_RECORDS PROVIDED_:
* * *
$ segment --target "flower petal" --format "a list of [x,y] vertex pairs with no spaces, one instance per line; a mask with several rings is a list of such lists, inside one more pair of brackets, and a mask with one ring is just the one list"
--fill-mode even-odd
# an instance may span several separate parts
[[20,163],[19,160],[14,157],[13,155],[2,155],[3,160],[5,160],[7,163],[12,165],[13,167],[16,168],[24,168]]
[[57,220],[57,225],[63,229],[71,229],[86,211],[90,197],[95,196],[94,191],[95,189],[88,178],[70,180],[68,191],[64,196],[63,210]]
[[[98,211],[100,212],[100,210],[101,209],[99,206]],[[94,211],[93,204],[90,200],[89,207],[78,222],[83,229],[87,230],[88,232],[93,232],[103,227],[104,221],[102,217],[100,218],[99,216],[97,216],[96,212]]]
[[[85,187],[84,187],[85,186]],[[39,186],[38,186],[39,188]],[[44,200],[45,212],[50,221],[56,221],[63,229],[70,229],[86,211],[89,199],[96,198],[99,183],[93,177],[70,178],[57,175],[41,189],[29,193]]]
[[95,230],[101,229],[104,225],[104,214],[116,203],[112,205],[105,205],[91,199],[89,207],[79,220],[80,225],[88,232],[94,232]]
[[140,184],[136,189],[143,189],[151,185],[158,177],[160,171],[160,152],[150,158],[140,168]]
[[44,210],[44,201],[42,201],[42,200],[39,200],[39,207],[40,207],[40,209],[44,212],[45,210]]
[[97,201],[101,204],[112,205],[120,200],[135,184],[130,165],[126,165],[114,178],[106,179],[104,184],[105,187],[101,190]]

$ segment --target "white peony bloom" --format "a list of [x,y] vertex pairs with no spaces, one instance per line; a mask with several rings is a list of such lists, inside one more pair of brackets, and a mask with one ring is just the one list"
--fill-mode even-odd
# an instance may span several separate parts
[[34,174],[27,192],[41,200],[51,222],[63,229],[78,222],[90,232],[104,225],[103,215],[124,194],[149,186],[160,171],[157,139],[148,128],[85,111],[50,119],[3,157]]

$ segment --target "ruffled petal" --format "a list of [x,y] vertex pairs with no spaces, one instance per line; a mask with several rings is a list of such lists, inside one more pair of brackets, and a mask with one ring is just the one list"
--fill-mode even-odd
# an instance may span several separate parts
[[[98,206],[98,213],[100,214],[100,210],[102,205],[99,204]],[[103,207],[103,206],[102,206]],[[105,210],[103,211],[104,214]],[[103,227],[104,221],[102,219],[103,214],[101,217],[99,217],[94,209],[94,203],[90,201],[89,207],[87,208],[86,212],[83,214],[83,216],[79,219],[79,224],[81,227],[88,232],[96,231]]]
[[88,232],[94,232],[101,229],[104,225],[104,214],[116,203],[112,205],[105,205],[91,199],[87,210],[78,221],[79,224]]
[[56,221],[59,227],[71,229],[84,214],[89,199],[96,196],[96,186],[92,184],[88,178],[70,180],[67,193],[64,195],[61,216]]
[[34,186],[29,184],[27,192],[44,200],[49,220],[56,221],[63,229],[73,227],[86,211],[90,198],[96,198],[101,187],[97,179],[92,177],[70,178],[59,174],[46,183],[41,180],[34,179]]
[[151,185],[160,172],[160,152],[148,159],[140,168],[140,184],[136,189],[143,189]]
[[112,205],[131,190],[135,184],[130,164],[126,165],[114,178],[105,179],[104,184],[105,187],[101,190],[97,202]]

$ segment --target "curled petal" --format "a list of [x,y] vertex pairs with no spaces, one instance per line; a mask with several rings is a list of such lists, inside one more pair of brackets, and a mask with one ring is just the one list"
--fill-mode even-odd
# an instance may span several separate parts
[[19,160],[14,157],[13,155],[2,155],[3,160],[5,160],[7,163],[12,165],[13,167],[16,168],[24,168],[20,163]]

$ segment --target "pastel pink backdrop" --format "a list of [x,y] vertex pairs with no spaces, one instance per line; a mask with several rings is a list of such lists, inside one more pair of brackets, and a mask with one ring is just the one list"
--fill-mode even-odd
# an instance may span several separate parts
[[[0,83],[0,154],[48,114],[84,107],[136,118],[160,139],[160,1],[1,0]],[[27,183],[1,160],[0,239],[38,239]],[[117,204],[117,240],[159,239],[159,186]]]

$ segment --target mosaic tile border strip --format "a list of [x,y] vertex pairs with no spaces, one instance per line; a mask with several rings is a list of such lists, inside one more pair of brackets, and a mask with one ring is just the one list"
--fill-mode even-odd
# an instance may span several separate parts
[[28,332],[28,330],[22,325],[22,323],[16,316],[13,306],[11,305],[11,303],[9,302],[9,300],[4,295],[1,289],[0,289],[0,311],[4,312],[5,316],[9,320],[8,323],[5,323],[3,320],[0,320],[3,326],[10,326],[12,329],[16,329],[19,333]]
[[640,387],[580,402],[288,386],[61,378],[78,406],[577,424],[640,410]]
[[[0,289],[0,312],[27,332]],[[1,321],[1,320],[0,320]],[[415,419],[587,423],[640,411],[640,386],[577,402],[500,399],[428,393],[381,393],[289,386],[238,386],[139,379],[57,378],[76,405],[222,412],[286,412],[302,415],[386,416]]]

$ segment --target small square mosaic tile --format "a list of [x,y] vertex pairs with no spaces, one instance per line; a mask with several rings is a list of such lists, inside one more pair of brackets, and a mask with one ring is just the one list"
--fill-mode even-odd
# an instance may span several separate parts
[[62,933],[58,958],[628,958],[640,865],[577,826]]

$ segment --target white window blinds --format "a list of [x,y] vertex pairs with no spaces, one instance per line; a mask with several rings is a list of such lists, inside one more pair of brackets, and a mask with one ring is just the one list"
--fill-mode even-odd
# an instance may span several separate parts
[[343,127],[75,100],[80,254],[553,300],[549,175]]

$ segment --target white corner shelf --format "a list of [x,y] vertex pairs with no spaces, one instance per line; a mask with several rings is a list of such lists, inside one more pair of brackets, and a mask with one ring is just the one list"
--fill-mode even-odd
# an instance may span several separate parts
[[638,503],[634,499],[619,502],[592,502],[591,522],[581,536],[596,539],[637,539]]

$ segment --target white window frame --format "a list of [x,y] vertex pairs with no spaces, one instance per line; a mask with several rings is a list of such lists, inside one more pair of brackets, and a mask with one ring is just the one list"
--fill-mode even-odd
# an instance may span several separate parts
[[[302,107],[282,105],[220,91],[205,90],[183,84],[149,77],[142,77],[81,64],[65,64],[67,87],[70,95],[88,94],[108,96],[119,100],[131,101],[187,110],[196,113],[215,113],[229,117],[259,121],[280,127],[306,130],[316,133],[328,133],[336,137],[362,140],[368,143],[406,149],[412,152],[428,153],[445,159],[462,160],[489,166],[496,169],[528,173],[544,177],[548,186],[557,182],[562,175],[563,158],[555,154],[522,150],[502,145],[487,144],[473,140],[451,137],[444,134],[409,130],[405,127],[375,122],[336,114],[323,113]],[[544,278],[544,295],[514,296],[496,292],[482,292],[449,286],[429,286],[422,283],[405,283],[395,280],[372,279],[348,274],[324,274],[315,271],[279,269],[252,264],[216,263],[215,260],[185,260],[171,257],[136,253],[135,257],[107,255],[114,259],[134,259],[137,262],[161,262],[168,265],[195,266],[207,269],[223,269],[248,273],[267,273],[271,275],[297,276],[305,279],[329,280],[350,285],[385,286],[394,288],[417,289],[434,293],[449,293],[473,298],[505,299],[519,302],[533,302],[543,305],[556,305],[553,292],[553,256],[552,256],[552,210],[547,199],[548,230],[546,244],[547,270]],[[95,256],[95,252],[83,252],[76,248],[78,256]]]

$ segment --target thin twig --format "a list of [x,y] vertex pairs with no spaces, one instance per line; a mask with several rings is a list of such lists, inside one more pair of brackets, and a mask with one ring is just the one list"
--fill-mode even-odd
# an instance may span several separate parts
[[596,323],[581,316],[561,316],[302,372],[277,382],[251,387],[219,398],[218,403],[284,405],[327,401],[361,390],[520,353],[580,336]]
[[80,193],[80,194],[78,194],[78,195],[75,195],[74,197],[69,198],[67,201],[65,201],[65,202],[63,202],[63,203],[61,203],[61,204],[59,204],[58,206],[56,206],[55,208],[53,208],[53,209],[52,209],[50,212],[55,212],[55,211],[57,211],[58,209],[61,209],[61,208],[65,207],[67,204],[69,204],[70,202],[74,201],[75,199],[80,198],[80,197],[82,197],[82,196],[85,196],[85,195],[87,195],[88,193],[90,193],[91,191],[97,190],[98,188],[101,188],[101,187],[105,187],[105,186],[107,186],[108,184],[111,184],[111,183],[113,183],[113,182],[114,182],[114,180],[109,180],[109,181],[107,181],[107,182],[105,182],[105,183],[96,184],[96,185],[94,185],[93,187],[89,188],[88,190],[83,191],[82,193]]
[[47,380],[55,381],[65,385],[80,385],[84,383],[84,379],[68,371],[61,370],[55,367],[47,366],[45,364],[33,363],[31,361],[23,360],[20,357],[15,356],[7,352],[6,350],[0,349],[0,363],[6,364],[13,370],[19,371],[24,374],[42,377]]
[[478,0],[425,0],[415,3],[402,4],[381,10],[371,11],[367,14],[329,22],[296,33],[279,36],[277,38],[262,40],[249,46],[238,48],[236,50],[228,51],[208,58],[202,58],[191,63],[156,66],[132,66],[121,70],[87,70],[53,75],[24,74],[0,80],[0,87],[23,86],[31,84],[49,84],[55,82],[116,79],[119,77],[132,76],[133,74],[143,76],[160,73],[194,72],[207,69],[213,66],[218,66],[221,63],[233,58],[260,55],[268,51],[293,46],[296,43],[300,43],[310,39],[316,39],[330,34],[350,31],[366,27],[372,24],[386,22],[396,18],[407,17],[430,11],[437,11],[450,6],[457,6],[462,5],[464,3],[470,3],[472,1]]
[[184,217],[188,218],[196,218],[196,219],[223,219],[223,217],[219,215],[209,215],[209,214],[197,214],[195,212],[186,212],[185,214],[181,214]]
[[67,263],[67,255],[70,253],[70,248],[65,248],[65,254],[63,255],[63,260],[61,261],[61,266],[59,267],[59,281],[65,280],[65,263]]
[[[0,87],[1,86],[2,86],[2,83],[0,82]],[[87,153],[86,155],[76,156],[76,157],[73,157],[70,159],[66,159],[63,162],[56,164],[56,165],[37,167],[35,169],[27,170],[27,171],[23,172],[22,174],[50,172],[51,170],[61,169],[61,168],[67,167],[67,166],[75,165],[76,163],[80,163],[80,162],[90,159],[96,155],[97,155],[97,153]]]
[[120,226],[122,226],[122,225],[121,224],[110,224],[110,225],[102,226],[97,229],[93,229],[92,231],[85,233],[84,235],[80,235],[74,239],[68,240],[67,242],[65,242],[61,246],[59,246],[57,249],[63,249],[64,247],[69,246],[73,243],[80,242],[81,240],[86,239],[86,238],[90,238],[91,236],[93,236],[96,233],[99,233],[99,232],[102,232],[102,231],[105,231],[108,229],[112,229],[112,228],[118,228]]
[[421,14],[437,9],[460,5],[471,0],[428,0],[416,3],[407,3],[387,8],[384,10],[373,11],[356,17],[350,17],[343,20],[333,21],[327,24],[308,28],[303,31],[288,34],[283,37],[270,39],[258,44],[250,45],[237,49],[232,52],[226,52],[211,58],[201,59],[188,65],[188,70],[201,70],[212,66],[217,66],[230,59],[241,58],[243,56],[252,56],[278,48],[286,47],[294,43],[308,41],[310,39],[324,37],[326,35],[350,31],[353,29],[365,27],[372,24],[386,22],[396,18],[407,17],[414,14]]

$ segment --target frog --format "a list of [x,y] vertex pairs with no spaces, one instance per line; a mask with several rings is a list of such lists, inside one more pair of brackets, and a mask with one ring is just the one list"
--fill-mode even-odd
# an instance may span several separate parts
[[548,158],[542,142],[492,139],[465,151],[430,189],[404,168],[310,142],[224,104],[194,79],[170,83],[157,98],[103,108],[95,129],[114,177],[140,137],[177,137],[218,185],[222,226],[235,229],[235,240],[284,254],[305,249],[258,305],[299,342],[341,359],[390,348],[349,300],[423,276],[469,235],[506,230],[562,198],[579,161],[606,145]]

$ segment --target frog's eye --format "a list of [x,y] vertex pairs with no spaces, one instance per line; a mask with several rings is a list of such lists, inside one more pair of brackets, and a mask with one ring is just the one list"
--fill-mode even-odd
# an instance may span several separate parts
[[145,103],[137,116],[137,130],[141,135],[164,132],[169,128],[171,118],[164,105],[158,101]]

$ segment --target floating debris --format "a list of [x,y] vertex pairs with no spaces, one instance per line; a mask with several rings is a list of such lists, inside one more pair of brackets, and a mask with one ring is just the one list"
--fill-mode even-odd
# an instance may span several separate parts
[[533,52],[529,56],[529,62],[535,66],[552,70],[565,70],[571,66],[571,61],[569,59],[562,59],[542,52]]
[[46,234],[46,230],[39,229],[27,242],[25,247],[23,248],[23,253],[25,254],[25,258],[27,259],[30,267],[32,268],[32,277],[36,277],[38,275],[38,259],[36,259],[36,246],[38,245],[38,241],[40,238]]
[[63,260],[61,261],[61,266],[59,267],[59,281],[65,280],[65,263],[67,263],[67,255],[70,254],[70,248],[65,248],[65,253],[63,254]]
* * *
_ASSIGNMENT_: Copy every line from the records above that contains the string "frog".

_TASK RESULT_:
$ segment --target frog --format "a list of [x,y] vertex pairs with no spaces, one instance per line; a mask with several rings is a list of such lists, inside one more pair of brackets, and a mask with one ring is just the one list"
$ segment --target frog's eye --format "a list of [x,y] vertex pairs with no spaces, one instance per line; a mask with several rings is a list of such lists, inside one more pair of brackets, and a mask with one ring is just the one list"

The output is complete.